··· Dataset records

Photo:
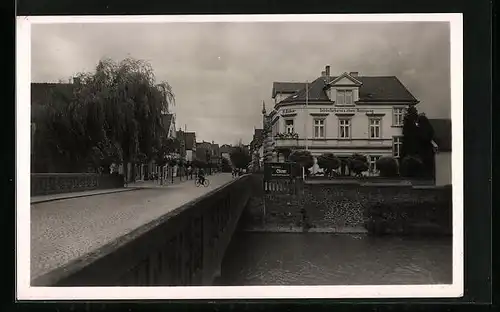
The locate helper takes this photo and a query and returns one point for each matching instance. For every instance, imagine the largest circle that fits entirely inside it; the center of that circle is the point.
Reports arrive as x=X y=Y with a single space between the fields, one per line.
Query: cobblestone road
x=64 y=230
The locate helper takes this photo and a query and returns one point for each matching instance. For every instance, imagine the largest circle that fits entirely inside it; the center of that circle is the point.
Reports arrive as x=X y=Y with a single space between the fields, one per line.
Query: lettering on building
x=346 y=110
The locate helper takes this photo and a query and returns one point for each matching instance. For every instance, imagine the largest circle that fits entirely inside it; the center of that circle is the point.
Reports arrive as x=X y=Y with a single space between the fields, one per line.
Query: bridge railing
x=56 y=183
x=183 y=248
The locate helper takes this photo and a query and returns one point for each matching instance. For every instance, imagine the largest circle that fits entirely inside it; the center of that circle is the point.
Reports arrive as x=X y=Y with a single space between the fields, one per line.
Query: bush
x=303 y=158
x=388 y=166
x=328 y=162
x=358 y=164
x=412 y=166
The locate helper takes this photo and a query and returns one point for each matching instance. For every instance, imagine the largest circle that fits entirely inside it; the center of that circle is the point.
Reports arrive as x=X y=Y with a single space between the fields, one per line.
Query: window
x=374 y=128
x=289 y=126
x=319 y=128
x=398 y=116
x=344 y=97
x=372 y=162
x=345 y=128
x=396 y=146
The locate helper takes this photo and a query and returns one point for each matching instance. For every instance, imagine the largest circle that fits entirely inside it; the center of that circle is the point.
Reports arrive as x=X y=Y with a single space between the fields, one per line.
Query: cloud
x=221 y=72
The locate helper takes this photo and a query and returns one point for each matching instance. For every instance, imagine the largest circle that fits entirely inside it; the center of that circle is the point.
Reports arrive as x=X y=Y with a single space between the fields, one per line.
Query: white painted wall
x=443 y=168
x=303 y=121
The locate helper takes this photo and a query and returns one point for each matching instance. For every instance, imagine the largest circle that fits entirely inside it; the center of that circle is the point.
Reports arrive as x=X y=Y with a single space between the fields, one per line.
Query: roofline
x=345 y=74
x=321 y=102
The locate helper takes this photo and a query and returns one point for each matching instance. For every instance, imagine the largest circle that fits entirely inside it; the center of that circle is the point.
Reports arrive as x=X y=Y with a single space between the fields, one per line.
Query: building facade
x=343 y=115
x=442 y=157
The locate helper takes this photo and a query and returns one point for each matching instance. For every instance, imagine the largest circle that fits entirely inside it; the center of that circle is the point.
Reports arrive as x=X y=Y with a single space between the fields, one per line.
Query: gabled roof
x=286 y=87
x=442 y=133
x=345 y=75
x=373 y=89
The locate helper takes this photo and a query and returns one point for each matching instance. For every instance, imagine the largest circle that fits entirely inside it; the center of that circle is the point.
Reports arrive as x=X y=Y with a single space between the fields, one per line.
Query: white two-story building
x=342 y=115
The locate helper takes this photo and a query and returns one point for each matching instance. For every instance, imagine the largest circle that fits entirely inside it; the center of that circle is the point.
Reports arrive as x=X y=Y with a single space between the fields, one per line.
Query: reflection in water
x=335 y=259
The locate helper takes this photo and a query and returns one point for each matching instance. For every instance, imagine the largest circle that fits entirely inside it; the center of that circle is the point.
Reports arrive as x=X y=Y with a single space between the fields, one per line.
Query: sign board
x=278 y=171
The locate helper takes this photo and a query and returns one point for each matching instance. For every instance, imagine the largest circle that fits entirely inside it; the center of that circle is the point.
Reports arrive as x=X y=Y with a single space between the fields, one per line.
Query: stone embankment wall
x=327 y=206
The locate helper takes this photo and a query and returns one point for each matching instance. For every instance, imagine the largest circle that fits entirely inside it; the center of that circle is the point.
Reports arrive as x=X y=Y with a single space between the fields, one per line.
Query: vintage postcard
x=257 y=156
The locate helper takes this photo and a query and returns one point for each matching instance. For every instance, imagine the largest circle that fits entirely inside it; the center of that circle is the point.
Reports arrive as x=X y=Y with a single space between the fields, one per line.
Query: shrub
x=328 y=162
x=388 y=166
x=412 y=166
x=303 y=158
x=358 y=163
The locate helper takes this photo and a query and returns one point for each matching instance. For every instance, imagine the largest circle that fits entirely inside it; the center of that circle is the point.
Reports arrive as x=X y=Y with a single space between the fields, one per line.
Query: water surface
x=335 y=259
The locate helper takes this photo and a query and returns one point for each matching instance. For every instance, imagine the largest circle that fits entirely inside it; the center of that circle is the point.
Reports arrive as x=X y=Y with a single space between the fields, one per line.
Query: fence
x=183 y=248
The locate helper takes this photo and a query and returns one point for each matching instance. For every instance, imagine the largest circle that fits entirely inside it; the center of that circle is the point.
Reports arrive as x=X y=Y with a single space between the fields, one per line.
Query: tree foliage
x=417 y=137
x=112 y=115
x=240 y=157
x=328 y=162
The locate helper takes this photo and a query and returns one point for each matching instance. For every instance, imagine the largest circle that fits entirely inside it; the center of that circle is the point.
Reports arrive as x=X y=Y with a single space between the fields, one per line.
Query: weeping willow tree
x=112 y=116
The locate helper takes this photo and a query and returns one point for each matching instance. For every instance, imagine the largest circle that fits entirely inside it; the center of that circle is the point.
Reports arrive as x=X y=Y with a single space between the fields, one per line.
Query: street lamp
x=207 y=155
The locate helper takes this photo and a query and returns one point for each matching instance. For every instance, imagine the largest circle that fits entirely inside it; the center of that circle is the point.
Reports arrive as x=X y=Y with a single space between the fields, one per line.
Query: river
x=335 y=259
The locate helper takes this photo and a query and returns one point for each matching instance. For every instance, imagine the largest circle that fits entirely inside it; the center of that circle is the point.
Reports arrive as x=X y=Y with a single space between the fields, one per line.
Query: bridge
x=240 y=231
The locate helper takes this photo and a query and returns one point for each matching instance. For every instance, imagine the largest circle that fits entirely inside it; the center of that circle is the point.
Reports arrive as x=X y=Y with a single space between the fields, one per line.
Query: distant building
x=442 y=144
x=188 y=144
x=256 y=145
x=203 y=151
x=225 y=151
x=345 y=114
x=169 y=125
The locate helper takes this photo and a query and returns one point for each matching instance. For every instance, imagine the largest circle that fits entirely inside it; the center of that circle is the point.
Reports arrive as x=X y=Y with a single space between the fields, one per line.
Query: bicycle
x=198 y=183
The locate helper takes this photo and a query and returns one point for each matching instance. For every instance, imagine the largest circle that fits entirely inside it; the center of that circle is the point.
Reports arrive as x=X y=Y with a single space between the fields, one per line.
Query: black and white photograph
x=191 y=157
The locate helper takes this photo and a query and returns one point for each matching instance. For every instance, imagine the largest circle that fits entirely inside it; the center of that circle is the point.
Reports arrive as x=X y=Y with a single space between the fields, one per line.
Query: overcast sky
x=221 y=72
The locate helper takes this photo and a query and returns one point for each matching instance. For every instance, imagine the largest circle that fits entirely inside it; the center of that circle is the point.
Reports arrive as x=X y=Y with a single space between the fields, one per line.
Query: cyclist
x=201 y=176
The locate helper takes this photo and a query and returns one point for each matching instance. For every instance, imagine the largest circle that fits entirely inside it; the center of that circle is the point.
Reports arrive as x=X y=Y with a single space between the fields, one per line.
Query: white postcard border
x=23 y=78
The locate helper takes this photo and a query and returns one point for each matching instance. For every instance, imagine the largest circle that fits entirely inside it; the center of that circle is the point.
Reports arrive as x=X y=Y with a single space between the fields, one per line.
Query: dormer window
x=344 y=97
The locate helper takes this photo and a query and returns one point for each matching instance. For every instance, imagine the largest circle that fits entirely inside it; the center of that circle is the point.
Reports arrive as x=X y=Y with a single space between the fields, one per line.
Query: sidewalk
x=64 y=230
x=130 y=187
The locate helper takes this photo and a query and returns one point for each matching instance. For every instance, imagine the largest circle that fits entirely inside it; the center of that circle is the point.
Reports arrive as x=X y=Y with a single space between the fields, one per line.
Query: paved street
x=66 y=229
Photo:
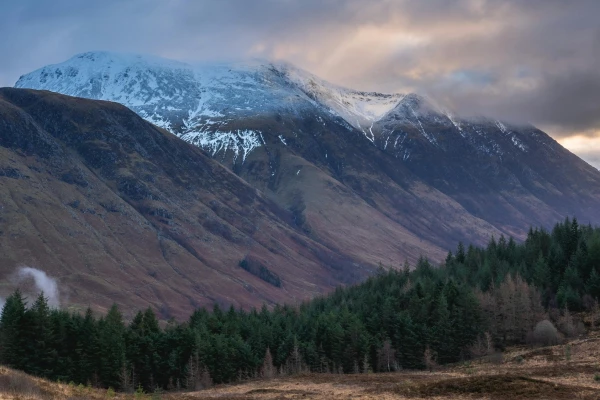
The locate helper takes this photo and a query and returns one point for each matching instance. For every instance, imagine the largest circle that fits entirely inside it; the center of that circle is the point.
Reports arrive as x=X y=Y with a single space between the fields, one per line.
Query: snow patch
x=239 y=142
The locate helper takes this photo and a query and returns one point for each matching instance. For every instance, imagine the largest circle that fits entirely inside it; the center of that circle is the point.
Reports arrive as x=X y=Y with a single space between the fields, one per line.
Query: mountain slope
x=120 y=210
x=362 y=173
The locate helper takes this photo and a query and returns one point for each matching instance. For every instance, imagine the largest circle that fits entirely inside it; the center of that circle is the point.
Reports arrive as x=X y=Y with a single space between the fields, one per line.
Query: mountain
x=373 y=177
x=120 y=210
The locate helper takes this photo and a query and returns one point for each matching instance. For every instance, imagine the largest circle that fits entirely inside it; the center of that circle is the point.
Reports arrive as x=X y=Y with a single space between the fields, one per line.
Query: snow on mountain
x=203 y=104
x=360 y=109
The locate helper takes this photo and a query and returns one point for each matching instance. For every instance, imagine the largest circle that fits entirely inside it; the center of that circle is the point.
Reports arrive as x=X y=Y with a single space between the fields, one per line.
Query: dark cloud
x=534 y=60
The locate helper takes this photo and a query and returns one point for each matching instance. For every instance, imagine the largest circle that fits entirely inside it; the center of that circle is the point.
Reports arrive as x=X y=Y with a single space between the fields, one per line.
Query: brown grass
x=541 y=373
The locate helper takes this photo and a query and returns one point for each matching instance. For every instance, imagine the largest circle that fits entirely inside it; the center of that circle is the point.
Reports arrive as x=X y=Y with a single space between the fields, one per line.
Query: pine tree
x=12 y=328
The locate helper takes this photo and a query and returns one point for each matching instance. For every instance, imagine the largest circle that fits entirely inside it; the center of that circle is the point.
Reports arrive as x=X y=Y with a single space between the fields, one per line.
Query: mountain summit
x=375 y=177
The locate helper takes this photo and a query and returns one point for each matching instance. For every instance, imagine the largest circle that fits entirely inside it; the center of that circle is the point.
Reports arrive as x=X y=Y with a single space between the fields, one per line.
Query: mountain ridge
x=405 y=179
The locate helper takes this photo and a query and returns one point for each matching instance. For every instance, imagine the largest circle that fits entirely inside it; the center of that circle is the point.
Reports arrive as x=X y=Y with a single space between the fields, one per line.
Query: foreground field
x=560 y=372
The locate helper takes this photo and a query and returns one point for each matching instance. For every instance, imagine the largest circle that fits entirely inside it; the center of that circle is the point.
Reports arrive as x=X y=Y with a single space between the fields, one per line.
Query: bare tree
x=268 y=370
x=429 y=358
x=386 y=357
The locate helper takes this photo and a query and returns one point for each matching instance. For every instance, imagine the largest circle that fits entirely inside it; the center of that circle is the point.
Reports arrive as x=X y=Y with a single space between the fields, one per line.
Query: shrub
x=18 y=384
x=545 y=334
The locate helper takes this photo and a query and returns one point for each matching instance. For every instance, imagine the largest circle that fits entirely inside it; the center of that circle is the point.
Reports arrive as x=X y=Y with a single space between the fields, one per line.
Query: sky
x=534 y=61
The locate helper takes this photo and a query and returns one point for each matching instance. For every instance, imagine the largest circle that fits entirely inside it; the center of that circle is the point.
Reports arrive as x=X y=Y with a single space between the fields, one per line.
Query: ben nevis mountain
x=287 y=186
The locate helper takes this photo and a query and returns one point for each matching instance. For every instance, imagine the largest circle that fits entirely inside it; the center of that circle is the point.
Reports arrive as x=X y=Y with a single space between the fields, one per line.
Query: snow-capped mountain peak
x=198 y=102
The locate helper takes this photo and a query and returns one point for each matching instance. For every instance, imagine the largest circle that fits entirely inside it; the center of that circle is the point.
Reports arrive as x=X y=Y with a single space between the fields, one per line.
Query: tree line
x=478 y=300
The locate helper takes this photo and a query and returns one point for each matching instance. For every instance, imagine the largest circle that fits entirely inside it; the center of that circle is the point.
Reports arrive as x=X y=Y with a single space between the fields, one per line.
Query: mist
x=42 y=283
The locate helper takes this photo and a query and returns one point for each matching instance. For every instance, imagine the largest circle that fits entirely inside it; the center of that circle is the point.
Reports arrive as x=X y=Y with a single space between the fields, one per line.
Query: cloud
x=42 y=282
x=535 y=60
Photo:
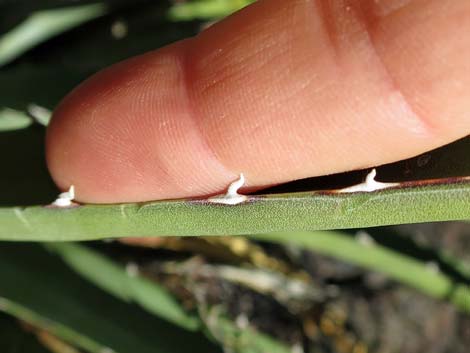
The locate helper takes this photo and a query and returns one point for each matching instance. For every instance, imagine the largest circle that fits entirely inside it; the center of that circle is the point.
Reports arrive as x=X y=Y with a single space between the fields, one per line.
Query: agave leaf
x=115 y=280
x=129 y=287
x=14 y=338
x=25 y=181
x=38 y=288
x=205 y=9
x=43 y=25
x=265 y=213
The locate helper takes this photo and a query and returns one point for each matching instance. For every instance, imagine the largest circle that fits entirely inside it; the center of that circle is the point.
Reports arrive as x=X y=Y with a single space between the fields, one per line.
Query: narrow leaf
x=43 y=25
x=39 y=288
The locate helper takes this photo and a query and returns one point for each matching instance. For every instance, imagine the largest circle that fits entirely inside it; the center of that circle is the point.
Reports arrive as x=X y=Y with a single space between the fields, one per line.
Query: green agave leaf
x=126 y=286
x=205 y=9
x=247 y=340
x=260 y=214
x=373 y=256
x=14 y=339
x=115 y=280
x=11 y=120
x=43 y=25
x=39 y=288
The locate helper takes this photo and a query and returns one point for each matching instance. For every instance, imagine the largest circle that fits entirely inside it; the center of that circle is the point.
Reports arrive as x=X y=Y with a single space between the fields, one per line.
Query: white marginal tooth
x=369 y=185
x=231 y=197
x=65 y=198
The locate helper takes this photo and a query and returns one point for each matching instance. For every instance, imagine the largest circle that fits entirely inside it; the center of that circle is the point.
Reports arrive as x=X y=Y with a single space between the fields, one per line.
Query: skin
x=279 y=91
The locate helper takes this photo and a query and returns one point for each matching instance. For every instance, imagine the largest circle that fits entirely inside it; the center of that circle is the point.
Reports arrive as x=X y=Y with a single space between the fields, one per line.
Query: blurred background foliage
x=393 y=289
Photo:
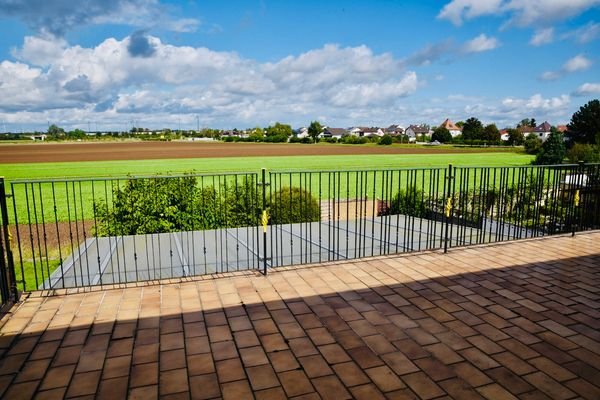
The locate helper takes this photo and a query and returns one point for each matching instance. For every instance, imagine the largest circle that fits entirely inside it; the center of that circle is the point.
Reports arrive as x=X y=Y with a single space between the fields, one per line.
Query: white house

······

**Task requirements**
Find each line in the items above that contains the word "agave" and copy those lines.

**Full output**
Query: agave leaf
Query: green agave leaf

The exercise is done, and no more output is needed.